How Much Innovation Potential Lies in a Ban?

Straws, dishes & similar - the EU plans to ban some of these plastic disposable products in the future. Without this change, more plastic waste will be floating in the oceans than fish in about 30 years. But is there actually a potential for change in bans? An interview with scientist Henning Wilts.

Plastic in the Ocean

Mr. Wilts, the ban on disposable plastic articles is around the corner: Do bans actually bring the necessary push for innovation?

I hope that instead of wasting "innovative" power to figure out how we can avoid bans, we use that energy to actually think about a positive vision of plastic in the closed-loop economy. With 26 million metric tons of plastic waste produced in Europe every year, the recyclate portion of packaging is less than 10%. Nobody denies that we can do much better in that area, I think.

The closed-loop economy is not lacking in promising innovations

Henning Wilts

What can politicians, the packaging industry, retail, consumers and the recycling industry do to improve the situation?

In the past, we all just optimised our individual part of the value chain and paid very little attention to whether our actions caused problems for the other participants in the process. Therefore, it would be utterly important to have more and better coordination between all those involved. That sounds simple enough, but requires completely new processes. But if we want to have more recycling-friendly packaging, which the consumer is expected to eventually dispose of properly sorted and understand why recyclable plastic is better than disposable plastic, then the only way is to work together. This applies equally to the private and the public sector, which too often places contradictory demands on packaging.

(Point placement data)

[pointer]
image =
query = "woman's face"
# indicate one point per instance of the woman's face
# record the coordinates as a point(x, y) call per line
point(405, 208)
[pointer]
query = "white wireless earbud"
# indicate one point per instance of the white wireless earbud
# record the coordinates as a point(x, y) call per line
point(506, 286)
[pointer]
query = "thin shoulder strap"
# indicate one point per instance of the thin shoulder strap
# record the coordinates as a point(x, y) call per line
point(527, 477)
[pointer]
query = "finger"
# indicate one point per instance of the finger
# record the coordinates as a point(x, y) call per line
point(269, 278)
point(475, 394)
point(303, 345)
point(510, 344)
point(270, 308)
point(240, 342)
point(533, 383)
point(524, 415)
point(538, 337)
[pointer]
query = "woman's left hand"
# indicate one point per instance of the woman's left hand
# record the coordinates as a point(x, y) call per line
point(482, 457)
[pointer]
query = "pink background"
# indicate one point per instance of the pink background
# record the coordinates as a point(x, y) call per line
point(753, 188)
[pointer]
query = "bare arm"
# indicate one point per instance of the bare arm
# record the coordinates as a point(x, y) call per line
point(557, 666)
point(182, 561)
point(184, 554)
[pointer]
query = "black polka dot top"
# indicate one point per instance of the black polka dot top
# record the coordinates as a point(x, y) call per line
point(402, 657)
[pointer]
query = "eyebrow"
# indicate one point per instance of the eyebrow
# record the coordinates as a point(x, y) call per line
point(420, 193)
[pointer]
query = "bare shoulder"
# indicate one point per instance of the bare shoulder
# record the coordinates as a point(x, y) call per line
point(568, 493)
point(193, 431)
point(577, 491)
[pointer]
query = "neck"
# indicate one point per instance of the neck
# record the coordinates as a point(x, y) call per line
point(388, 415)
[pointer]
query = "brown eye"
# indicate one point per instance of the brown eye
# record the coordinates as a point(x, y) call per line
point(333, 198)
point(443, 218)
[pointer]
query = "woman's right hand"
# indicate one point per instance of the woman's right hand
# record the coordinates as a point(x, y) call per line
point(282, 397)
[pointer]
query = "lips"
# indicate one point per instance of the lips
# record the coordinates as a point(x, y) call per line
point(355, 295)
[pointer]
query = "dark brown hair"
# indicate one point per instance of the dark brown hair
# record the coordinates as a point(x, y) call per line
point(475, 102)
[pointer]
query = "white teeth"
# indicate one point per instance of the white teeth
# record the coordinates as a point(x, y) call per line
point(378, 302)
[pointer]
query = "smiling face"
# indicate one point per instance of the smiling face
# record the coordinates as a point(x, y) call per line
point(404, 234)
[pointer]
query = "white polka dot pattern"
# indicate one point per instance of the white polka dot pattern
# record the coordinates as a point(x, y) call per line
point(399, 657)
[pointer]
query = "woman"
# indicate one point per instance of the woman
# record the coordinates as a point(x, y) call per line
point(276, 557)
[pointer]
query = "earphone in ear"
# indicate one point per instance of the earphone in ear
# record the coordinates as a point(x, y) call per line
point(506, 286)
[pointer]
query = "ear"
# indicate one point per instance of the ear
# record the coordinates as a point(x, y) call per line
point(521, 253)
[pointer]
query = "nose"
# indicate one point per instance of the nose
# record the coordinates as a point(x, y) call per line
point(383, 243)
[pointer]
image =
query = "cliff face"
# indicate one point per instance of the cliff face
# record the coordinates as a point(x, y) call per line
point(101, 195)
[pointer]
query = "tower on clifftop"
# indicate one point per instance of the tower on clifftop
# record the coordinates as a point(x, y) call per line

| REQUIRED TASKS |
[A] Say whether each statement agrees with the interview on plastic bans, answering yes or no and quoting the deciding words of the interview: (i) In Europe, recyclate makes up less than 10% of packaging. (ii) Without the change, plastic waste in the oceans will outweigh fish in about 50 years. (iii) Wilts says better coordination among all those involved can be achieved through minor adjustments to existing processes.
[B] Echo the part of the interview on plastic bans that opens with the words containing "The closed-loop economy is" and closes with "improve the situation?", keeping its wording unchanged.

| TASK-BY-TASK SOLUTIONS |
[A]
(i) Yes: "the recyclate portion of packaging is less than 10%"
(ii) No: "more plastic waste will be floating in the oceans than fish in about 30 years"
(iii) No: "That sounds simple enough, but requires completely new processes."

[B]
The closed-loop economy is not lacking in promising innovations

Henning Wilts

What can politicians, the packaging industry, retail, consumers and the recycling industry do to improve the situation?